-- start of TEXT SHOWN --

Notice is hereby given that a class action lawsuit has been filed on behalf of those who purchased or otherwise acquired World Wrestling Entertainment, Inc. (“WWE”) (NYSE:  WWE) common stock between February 7, 2019 and February 5, 2020, inclusive (the “Class Period”). 

WWE investors may receive additional information about the case by clicking the link "Submit Your Information" above.


WWE is an integrated media and entertainment company that is primarily known for its scripted professional wrestling shows. The Kingdom of Saudi Arabia is a country in Western Asia constituting the bulk of the Arabian Peninsula. Beginning in 2014, the Saudi government began hosting several WWE live events, which were very lucrative for WWE. Orbit Showcase Network (“OSN”) is a direct-broadcast satellite provider serving the Middle East and North Africa (“MENA”) region. On July 21, 2014, WWE and OSN announced a five-year exclusive media agreement, stating that “WWE’s flagship television program Monday Night Raw [would] air live on OSN, WWE’s exclusive pay TV partner in [MENA] through 2019.” On February 15, 2015, WWE and OSN jointly issued a release stating they were adding WWE Network to the five-year agreement as part of an expanded partnership. Then, in March 2018, the Saudi Press Agency announced that WWE and the Saudi General Sports Authority had signed a 10-year multi-platform partnership with WWE to hold wrestling events in the country. Analysts estimated the partnership was worth about $500 million to WWE.

-- end of TEXT SHOWN --

JOBS:
[a] Answer these questions from the WWE lawsuit notice, giving each answer on its own line marked like its question:
(i) What dates bound the Class Period?
(ii) On what date did WWE and OSN announce their five-year exclusive media agreement?
(iii) About how much did analysts estimate the 2018 Saudi partnership was worth to WWE?
[b] Please carry on writing the WWE lawsuit notice, picking up after its final sentence.

-- start of EXTRACTED RECORDS --

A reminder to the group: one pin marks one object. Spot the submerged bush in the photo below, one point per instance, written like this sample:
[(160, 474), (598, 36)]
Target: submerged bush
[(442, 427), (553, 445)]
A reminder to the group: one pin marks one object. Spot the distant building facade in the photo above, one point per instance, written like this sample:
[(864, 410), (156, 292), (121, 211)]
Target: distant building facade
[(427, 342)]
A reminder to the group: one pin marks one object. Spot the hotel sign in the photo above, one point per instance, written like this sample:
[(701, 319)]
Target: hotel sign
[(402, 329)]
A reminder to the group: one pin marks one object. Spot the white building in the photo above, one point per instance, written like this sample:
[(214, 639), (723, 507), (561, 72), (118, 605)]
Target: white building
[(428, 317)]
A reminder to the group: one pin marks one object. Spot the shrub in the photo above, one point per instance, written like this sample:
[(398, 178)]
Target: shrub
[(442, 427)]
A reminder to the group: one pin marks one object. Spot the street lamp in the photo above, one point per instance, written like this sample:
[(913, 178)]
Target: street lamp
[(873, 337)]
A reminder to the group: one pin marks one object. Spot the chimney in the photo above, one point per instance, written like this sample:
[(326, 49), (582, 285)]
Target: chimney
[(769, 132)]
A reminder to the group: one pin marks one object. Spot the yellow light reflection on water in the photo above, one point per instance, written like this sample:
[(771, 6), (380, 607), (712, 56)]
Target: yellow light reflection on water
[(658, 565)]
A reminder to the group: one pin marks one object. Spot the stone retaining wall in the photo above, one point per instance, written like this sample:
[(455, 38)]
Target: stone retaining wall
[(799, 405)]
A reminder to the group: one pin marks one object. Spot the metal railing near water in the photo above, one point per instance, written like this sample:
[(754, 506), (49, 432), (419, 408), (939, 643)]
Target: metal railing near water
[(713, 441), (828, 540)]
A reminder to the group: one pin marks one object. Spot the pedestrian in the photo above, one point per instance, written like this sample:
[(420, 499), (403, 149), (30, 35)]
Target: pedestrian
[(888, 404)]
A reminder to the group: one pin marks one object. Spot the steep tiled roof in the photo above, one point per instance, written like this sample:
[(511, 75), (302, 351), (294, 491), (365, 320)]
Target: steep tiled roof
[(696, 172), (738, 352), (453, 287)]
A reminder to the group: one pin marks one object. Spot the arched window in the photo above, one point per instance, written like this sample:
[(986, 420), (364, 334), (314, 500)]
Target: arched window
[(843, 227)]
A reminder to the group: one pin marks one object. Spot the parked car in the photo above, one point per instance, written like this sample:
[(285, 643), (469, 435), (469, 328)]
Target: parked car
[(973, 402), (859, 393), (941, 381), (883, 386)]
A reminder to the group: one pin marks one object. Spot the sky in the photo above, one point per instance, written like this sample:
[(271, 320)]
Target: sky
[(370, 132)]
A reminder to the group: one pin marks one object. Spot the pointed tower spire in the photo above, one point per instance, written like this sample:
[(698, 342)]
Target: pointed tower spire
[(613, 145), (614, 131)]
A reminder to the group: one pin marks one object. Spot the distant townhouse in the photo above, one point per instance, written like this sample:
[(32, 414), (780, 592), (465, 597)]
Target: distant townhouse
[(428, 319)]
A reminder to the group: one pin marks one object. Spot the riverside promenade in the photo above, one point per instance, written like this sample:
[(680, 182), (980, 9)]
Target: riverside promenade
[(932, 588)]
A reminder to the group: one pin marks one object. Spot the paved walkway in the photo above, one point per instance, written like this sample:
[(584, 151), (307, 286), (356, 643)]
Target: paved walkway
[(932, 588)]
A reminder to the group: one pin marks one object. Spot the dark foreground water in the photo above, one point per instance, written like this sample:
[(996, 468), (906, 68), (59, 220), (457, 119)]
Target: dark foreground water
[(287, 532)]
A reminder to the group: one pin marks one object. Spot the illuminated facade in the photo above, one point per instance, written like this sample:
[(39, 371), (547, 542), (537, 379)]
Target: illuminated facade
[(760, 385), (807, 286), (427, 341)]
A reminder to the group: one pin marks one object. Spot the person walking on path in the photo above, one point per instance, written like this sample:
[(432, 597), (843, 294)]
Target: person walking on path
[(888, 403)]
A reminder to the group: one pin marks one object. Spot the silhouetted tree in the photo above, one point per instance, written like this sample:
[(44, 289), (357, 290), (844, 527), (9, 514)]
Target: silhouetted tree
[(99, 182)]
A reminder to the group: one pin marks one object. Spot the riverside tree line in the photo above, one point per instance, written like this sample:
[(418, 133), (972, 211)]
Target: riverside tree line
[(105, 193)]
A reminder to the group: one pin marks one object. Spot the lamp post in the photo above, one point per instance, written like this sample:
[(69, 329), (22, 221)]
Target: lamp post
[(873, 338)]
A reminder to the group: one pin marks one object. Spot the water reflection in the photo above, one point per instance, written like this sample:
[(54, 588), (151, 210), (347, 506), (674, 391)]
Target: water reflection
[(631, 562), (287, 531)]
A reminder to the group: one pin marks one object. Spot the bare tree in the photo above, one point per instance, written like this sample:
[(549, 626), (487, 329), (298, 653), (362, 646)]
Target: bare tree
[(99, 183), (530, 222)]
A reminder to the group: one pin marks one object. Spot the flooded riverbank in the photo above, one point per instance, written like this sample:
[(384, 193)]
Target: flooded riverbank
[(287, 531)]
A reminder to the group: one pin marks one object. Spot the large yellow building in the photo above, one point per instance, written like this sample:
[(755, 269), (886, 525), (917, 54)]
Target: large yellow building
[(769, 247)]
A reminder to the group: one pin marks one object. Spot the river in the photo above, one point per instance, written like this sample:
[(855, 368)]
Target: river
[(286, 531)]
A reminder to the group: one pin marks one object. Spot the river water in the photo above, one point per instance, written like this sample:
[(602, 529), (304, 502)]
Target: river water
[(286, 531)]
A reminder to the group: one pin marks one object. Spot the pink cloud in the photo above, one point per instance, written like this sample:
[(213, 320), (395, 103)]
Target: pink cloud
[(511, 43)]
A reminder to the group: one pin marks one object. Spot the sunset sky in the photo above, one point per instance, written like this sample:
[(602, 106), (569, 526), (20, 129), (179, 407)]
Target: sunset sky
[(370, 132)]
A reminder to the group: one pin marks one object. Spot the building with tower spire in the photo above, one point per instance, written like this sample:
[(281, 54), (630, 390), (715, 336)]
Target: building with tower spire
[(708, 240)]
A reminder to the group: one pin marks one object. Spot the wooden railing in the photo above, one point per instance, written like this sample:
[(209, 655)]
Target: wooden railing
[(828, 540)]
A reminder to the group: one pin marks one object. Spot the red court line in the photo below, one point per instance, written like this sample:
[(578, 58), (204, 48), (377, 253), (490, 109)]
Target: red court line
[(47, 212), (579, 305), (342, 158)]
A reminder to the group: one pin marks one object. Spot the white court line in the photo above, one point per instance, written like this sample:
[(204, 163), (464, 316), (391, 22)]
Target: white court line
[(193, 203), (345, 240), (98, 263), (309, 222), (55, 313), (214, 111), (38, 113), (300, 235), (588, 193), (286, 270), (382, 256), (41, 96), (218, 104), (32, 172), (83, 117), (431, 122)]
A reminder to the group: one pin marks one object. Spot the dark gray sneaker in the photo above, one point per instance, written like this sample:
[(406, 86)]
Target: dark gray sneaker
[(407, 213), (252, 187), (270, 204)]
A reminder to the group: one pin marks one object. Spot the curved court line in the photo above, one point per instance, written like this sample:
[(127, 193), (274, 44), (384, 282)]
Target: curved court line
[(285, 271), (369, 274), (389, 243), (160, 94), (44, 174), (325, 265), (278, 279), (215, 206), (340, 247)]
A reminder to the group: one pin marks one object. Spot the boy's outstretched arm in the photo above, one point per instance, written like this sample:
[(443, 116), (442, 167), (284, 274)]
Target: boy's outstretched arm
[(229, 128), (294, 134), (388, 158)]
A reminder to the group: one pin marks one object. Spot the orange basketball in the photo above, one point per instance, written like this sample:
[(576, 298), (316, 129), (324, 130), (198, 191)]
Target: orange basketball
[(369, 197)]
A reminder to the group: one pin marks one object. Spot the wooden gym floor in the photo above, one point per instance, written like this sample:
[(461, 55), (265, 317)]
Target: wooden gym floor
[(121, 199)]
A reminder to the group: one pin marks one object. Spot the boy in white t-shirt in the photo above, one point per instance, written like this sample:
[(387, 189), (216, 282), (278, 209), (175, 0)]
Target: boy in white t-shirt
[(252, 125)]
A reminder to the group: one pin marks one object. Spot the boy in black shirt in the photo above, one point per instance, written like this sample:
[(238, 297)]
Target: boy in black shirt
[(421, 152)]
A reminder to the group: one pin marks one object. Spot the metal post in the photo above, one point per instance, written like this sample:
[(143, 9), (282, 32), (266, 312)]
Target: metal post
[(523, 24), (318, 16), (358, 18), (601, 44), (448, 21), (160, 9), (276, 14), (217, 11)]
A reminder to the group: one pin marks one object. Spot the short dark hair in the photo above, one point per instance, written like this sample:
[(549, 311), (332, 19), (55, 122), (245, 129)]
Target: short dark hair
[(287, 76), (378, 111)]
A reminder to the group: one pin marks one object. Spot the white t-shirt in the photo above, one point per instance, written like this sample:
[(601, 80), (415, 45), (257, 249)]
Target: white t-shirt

-- end of EXTRACTED RECORDS --

EXERCISE RESULTS:
[a]
(i) February 7, 2019 and February 5, 2020, inclusive
(ii) July 21, 2014
(iii) About $500 million

[b]
However, by at least early 2019, tensions in the relationship between WWE and the Saudi government had reached a breaking point. The Saudi government had refused to make millions of dollars in payments owed to WWE. Further, OSN was contemplating the early termination of its obligations under its broadcasting agreement (ultimately terminated in March 2019) and had rebuffed WWE’s efforts to renew the agreement. These developments threatened WWE’s ability to reach a renewed media agreement in 2019, which WWE told investors was critical to its expansion plans in the MENA region and its growth prospects. Moreover, WWE was facing withering consumer engagement in its traditional markets. Rather than disclose these adverse developments, the defendants represented that WWE had continued to bolster its relationship with Saudi Arabia and was making significant progress on the renewal of the critical media agreement and its business initiatives in the country.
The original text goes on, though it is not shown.